Your instructions:
Beginning with the line that contains "Target: whole dark avocado", copy each subsequent line of the data below through the last one, including both ends but not the pictures.
• • •
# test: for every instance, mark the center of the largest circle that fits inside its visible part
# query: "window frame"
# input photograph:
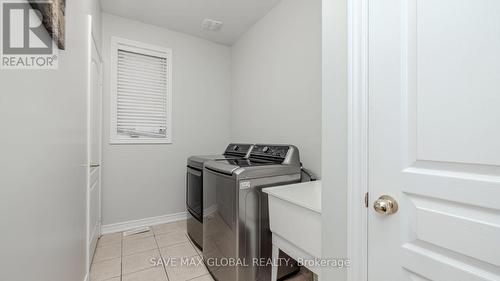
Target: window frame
(118, 43)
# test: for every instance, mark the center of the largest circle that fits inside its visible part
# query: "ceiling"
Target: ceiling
(186, 16)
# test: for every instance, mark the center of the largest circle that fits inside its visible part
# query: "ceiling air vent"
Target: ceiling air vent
(211, 25)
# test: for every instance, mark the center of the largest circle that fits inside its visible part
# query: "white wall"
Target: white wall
(141, 181)
(43, 163)
(335, 148)
(276, 80)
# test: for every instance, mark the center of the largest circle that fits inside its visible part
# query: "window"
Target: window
(141, 93)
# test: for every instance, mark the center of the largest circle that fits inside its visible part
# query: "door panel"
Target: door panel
(434, 139)
(94, 148)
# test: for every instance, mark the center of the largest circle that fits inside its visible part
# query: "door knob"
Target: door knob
(386, 205)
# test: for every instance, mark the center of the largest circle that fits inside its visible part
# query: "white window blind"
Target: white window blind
(142, 102)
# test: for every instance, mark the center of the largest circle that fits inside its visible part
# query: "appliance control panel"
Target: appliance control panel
(270, 150)
(238, 148)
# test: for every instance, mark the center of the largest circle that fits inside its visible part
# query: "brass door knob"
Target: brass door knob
(386, 205)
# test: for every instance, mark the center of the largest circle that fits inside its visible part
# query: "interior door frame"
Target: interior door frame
(91, 43)
(358, 141)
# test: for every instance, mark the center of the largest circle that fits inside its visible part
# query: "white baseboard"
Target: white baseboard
(127, 225)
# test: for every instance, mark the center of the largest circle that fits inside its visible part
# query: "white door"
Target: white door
(434, 139)
(94, 147)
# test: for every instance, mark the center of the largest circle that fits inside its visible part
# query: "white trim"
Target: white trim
(127, 225)
(142, 48)
(358, 113)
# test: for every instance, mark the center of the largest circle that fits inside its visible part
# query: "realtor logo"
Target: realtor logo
(26, 43)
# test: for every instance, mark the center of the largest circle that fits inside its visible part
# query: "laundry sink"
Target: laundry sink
(295, 216)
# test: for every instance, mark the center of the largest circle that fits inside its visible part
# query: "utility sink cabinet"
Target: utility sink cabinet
(295, 221)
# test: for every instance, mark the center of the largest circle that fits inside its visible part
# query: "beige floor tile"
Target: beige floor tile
(195, 247)
(183, 271)
(132, 246)
(139, 236)
(140, 261)
(207, 277)
(108, 239)
(108, 252)
(178, 251)
(167, 228)
(105, 270)
(152, 274)
(182, 224)
(172, 238)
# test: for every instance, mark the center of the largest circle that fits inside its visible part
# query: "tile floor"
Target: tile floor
(130, 258)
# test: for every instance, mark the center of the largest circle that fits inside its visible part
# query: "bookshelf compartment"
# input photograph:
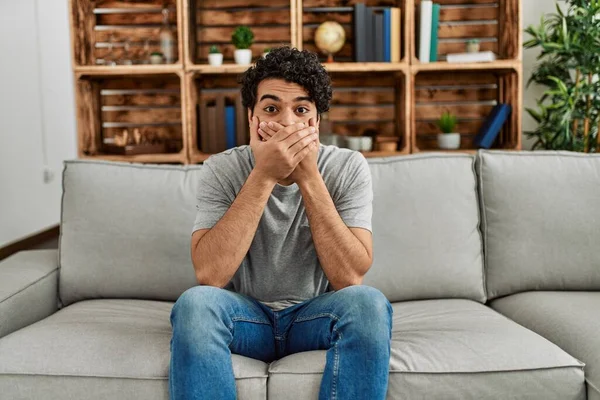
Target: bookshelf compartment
(214, 102)
(314, 12)
(212, 22)
(470, 96)
(370, 105)
(150, 106)
(495, 23)
(98, 25)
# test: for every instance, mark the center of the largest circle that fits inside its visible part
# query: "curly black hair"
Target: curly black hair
(301, 67)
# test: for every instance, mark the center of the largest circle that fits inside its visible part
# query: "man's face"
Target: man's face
(283, 102)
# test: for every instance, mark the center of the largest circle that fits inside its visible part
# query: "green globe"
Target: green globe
(330, 38)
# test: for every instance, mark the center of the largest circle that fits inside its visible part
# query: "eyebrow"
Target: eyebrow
(273, 97)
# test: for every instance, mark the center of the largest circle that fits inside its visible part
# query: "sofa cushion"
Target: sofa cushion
(125, 230)
(540, 220)
(103, 349)
(452, 349)
(426, 237)
(569, 319)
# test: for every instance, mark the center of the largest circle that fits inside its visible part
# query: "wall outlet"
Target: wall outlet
(48, 175)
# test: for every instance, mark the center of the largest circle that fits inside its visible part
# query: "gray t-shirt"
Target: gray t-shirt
(281, 267)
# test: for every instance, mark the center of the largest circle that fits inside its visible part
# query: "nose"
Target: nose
(287, 117)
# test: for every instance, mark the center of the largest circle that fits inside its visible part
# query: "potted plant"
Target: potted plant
(568, 112)
(473, 45)
(156, 57)
(448, 139)
(242, 38)
(215, 57)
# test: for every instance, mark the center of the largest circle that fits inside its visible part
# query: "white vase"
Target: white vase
(449, 141)
(215, 59)
(242, 56)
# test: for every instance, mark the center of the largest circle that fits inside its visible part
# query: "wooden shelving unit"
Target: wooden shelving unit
(399, 99)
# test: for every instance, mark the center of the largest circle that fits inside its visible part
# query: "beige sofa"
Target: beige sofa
(491, 263)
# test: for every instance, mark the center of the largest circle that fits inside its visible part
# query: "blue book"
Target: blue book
(492, 125)
(387, 34)
(230, 126)
(435, 23)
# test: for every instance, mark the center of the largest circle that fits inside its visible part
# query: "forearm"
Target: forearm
(342, 256)
(221, 250)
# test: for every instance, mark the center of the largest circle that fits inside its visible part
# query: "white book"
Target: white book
(425, 31)
(481, 56)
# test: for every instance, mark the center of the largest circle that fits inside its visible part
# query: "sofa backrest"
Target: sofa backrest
(541, 220)
(426, 237)
(126, 230)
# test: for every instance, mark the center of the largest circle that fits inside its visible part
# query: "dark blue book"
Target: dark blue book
(378, 36)
(360, 44)
(387, 34)
(492, 125)
(230, 126)
(369, 39)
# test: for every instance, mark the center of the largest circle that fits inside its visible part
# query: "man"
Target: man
(279, 223)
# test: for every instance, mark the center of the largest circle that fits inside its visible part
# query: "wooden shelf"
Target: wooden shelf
(331, 67)
(365, 67)
(394, 99)
(482, 66)
(101, 70)
(141, 158)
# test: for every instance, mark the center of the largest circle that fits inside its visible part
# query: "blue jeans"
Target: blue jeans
(353, 324)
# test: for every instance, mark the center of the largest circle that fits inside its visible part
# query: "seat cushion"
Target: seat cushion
(452, 349)
(569, 319)
(103, 349)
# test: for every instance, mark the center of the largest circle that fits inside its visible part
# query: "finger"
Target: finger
(263, 135)
(272, 128)
(287, 131)
(300, 155)
(254, 136)
(302, 143)
(299, 135)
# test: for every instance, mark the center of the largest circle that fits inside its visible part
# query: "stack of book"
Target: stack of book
(377, 34)
(429, 22)
(223, 123)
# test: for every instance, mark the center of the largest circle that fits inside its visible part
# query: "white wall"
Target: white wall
(37, 123)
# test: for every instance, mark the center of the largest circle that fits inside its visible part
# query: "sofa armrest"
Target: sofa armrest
(28, 288)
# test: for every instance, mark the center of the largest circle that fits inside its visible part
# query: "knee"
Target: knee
(196, 302)
(369, 308)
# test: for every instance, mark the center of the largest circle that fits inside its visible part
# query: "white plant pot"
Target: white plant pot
(215, 59)
(449, 141)
(242, 56)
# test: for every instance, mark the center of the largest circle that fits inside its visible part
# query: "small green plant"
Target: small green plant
(568, 112)
(447, 122)
(242, 37)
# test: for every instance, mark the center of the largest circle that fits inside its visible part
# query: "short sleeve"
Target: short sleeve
(355, 199)
(212, 202)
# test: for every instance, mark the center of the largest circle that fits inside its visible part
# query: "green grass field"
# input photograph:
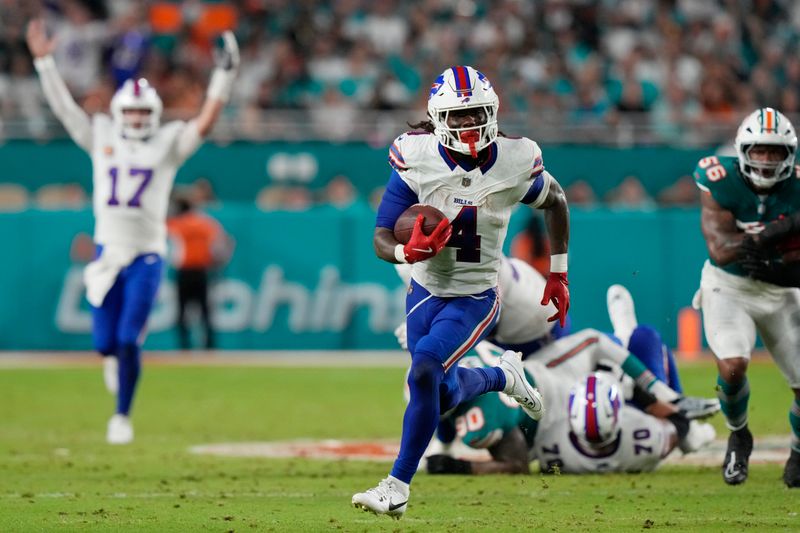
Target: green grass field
(56, 472)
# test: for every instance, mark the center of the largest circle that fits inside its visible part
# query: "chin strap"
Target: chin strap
(470, 137)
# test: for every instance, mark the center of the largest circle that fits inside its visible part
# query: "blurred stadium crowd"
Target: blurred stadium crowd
(620, 72)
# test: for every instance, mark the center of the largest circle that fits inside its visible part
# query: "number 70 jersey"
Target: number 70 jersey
(132, 181)
(478, 201)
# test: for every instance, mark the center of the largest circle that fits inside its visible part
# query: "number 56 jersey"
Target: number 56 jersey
(478, 201)
(132, 181)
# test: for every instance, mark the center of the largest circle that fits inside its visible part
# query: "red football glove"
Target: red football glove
(420, 246)
(556, 291)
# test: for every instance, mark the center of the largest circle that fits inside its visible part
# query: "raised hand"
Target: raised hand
(38, 42)
(227, 57)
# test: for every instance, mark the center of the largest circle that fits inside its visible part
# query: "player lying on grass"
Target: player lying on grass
(555, 369)
(134, 161)
(523, 324)
(751, 223)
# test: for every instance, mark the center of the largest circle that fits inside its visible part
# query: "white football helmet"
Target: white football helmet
(766, 126)
(594, 409)
(136, 94)
(457, 88)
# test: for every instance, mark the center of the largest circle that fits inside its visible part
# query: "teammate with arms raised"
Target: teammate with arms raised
(134, 160)
(751, 205)
(464, 168)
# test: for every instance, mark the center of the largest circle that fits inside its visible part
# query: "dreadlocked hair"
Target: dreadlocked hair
(427, 125)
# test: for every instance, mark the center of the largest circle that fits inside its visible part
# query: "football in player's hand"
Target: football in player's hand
(405, 224)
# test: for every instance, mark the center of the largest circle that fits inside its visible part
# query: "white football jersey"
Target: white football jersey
(522, 317)
(132, 181)
(478, 202)
(643, 442)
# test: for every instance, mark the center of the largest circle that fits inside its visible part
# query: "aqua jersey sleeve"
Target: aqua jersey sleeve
(719, 177)
(397, 197)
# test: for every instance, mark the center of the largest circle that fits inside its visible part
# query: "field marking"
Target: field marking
(771, 449)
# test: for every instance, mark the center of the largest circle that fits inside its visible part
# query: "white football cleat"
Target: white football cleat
(390, 497)
(517, 385)
(621, 312)
(120, 430)
(111, 374)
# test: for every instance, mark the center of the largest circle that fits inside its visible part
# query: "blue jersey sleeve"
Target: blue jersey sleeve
(535, 190)
(397, 197)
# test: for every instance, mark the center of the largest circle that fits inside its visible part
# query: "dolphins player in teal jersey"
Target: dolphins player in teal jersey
(750, 216)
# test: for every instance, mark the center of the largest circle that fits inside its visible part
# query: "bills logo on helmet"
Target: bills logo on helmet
(437, 84)
(484, 81)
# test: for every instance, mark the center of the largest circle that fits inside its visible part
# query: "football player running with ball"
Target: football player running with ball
(134, 161)
(750, 211)
(461, 165)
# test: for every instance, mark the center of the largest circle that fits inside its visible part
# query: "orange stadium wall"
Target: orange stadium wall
(240, 170)
(310, 280)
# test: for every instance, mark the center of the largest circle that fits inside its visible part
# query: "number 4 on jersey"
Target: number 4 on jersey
(465, 235)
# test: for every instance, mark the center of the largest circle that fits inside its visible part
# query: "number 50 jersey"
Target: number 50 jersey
(642, 443)
(132, 181)
(478, 201)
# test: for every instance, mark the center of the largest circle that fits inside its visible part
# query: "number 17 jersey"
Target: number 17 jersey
(132, 181)
(478, 201)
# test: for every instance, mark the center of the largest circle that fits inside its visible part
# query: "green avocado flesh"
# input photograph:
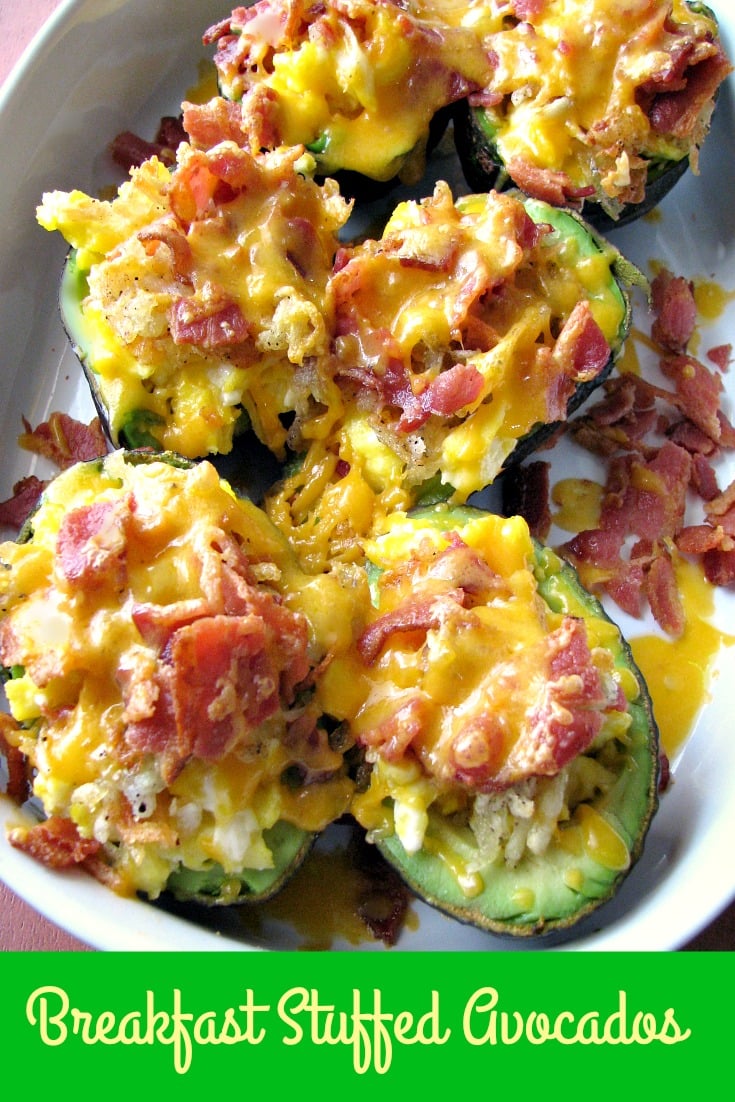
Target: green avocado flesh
(484, 169)
(289, 846)
(138, 428)
(555, 889)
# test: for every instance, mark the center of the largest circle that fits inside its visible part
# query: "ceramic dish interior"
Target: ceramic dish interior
(98, 68)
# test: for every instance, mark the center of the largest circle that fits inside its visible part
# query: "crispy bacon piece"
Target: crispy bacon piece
(56, 843)
(129, 150)
(699, 391)
(226, 662)
(207, 326)
(92, 544)
(526, 494)
(679, 111)
(562, 723)
(18, 786)
(419, 615)
(64, 440)
(17, 509)
(721, 356)
(546, 184)
(663, 595)
(676, 311)
(581, 347)
(395, 735)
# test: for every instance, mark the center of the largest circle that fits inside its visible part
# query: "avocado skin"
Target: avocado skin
(629, 808)
(290, 847)
(289, 844)
(484, 170)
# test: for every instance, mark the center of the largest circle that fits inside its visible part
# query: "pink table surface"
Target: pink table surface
(21, 928)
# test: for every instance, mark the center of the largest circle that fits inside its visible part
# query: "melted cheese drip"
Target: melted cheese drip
(678, 671)
(75, 643)
(557, 100)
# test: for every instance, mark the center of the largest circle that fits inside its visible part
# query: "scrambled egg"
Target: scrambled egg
(168, 751)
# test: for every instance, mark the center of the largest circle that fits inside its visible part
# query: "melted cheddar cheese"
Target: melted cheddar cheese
(571, 84)
(86, 612)
(206, 292)
(358, 84)
(449, 705)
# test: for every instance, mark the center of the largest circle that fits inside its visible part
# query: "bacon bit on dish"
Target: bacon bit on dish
(18, 785)
(660, 446)
(129, 150)
(526, 492)
(384, 898)
(55, 842)
(18, 508)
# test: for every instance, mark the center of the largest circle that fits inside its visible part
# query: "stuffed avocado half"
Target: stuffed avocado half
(593, 109)
(159, 649)
(365, 86)
(463, 336)
(510, 739)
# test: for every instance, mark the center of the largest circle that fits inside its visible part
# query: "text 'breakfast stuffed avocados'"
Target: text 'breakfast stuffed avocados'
(160, 669)
(512, 746)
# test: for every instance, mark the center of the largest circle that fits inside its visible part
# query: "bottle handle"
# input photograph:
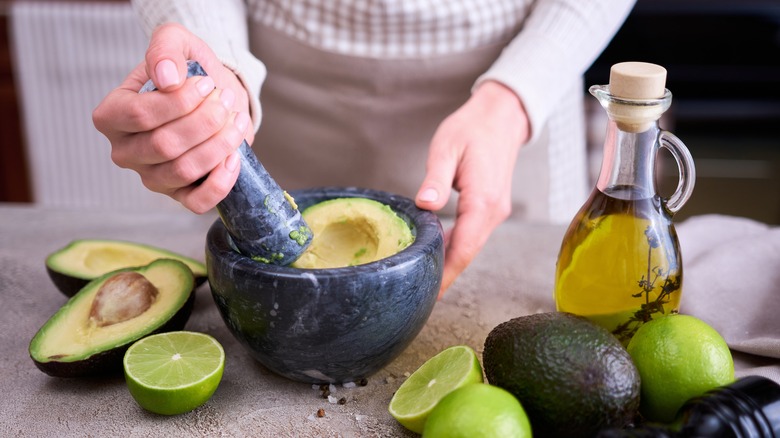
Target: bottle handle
(686, 169)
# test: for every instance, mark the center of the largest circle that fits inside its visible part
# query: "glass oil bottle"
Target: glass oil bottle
(619, 263)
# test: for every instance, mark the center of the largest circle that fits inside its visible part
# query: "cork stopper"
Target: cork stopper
(637, 80)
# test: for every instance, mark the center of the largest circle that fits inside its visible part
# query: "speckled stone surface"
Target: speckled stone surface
(512, 276)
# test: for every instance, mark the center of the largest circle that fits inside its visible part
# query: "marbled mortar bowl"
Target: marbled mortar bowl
(329, 325)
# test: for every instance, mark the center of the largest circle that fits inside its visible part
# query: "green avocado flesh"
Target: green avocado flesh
(81, 261)
(352, 231)
(88, 335)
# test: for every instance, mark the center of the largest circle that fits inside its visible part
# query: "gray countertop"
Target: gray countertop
(511, 277)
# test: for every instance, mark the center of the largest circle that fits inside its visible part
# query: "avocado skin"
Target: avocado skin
(572, 377)
(70, 285)
(109, 363)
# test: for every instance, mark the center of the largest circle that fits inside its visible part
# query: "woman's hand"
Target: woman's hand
(474, 151)
(188, 129)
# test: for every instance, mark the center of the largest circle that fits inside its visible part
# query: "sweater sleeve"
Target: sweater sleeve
(223, 27)
(558, 42)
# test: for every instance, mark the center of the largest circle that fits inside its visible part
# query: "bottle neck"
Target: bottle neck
(627, 168)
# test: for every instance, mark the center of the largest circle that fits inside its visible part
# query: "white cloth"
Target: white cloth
(731, 280)
(546, 47)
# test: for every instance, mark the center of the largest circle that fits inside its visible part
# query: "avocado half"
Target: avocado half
(81, 261)
(351, 232)
(89, 334)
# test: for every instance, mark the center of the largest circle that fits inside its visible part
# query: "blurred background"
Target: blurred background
(58, 59)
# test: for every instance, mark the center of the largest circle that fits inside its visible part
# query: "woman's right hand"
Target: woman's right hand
(188, 129)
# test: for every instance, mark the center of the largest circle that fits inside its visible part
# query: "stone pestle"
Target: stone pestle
(262, 219)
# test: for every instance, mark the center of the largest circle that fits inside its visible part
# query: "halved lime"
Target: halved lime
(174, 372)
(451, 369)
(478, 410)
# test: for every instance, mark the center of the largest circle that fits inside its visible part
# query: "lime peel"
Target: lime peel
(175, 372)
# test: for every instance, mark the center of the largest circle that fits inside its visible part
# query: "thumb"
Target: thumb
(435, 189)
(166, 58)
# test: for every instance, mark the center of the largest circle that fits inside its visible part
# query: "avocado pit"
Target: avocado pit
(124, 296)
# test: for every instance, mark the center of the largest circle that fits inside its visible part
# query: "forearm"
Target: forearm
(223, 26)
(557, 44)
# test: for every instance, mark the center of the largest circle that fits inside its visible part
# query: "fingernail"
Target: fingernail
(167, 74)
(428, 195)
(232, 162)
(205, 86)
(227, 97)
(242, 121)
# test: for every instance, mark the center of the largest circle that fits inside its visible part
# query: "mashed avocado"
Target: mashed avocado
(352, 231)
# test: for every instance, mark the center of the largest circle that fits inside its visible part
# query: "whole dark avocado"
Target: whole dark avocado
(88, 336)
(572, 377)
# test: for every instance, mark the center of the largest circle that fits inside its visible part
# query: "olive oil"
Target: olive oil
(619, 263)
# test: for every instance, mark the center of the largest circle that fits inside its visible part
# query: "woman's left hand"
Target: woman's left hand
(474, 151)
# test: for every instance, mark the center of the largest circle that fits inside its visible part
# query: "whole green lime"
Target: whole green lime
(679, 357)
(450, 369)
(478, 410)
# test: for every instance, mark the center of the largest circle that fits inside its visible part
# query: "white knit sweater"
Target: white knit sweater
(549, 44)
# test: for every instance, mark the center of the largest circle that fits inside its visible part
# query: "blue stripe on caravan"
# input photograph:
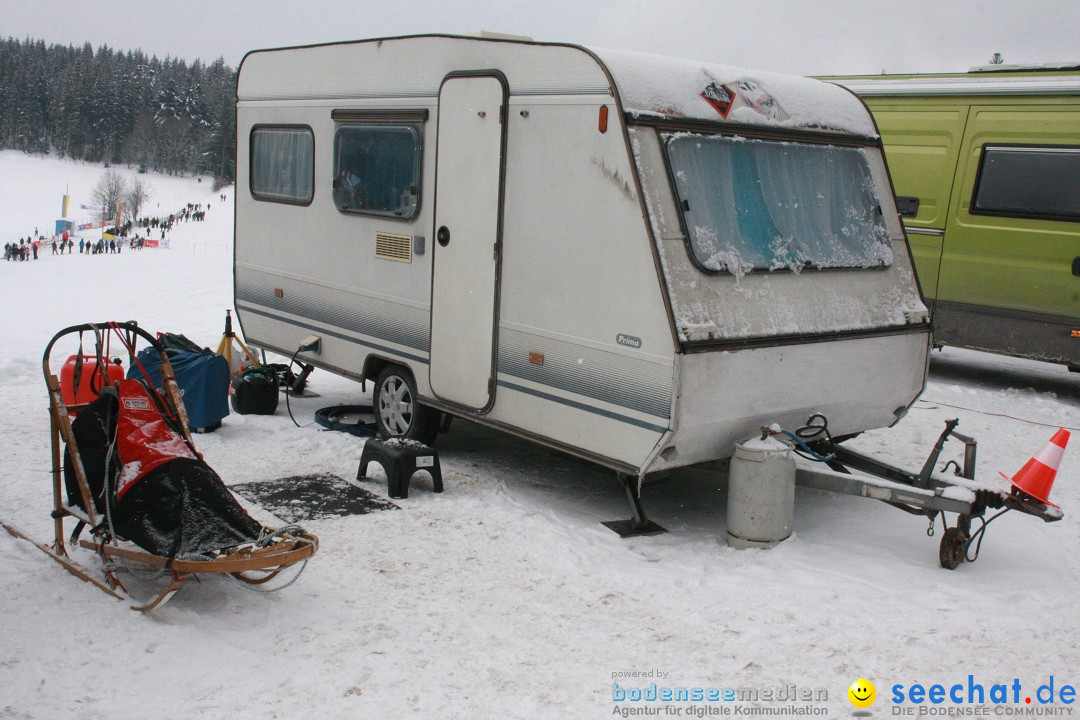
• • •
The completed task:
Target: whole dark avocado
(88, 336)
(572, 377)
# test: for every instance, mark the center of the largest circle that fits inside its visible part
# query: "olive oil"
Target: olive oil
(619, 263)
# test: for every instance, mark the center of the largest circle that fits inside its visible part
# query: "woman's left hand"
Target: woman's left hand
(474, 151)
# test: for every instance, mark the center of the largest circle that fits inside its visible part
# query: "whole green lime"
Target: whole green lime
(679, 357)
(450, 369)
(478, 410)
# test: for every instance, mark the center of the largest circle that fits inside its visible part
# query: "white knit sweater"
Target: white knit sweater
(549, 44)
# test: for every instance, mark the center of the largest circle that fits inside its visible part
# query: "blue stripe on caravan"
# input photograph:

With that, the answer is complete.